__Record excerpts__:
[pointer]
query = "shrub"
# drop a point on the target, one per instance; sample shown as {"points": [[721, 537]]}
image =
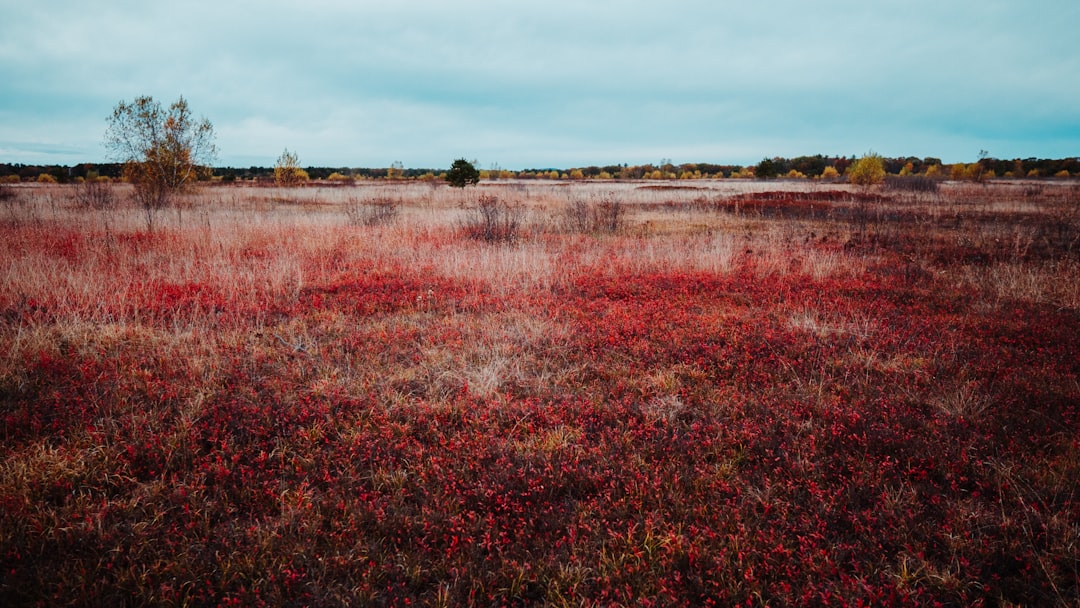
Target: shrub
{"points": [[493, 220], [287, 172], [910, 184], [462, 173], [372, 212], [867, 171], [829, 173], [94, 194], [604, 216]]}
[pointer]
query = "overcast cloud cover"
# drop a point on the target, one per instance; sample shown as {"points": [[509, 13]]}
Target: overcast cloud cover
{"points": [[550, 84]]}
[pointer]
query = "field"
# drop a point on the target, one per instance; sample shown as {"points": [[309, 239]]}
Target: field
{"points": [[542, 393]]}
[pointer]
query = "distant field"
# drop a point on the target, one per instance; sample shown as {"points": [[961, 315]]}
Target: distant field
{"points": [[589, 393]]}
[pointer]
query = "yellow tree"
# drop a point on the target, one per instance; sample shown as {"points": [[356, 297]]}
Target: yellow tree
{"points": [[287, 172], [867, 171], [163, 151]]}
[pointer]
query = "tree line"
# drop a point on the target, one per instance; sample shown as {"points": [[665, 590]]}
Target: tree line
{"points": [[811, 166]]}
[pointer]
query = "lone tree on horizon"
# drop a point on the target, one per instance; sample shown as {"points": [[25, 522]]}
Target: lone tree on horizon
{"points": [[461, 174], [163, 151]]}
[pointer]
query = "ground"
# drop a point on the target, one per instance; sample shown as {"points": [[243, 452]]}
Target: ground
{"points": [[633, 393]]}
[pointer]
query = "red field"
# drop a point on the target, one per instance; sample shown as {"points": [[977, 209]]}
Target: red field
{"points": [[755, 394]]}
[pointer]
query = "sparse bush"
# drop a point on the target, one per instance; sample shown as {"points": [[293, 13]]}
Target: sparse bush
{"points": [[603, 216], [287, 172], [372, 212], [461, 174], [94, 194], [867, 171], [829, 173], [493, 220], [910, 184]]}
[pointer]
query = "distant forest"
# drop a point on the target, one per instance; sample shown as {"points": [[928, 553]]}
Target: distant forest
{"points": [[797, 167]]}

__Directions for this task__:
Omit any images, then output the listing exactly.

__Complete output__:
[pointer]
query = "shrub"
# drop a point on the target, one per instance; sample shown as {"points": [[721, 537]]}
image =
Target: shrub
{"points": [[493, 220], [287, 172], [910, 184], [462, 173], [372, 212], [867, 171], [829, 173], [94, 194], [604, 216]]}
[pointer]
query = "overcast cloud cover"
# drop a point on the target, one per instance; sample shown as {"points": [[509, 13]]}
Target: overcast cloud cover
{"points": [[550, 84]]}
[pointer]
query = "field"
# drop a point on the target, one per instance; sample shown as {"points": [[309, 239]]}
Target: field
{"points": [[542, 393]]}
[pointer]
query = "distant field"
# drop a point on the target, one per instance; sample shown as {"points": [[961, 315]]}
Target: distant field
{"points": [[589, 393]]}
[pointer]
query = "yellow tree"
# drop a point on the target, one per instance; sample shown as {"points": [[356, 297]]}
Target: yellow tree
{"points": [[287, 172], [867, 171], [163, 151]]}
[pointer]
query = "tree line"
# drop a point on the target, one per instance; sample shown as {"points": [[665, 590]]}
Target: tree line
{"points": [[811, 166]]}
[pointer]
query = "lone tree on horizon"
# drop a point on the target, one per instance; sample shown as {"points": [[25, 522]]}
Target: lone tree on horizon
{"points": [[461, 174], [163, 151]]}
[pointer]
query = "ground"
# drop a point on the target, one per instance; sample shown as {"points": [[243, 452]]}
Target: ground
{"points": [[633, 393]]}
[pointer]
query = "red field"
# drop a point on the target, one per instance; sample shown as {"points": [[977, 209]]}
Target: red field
{"points": [[755, 394]]}
[pointer]
query = "sparse bush"
# drop a point on the target, one per instance; sample shown as {"points": [[293, 13]]}
Target: sparse bush
{"points": [[603, 216], [287, 172], [372, 212], [461, 174], [94, 194], [867, 171], [829, 173], [493, 220], [910, 184]]}
[pointer]
query = "distant forest"
# drop a point on the target, one per instance; sample shown as {"points": [[928, 553]]}
Target: distant forest
{"points": [[797, 167]]}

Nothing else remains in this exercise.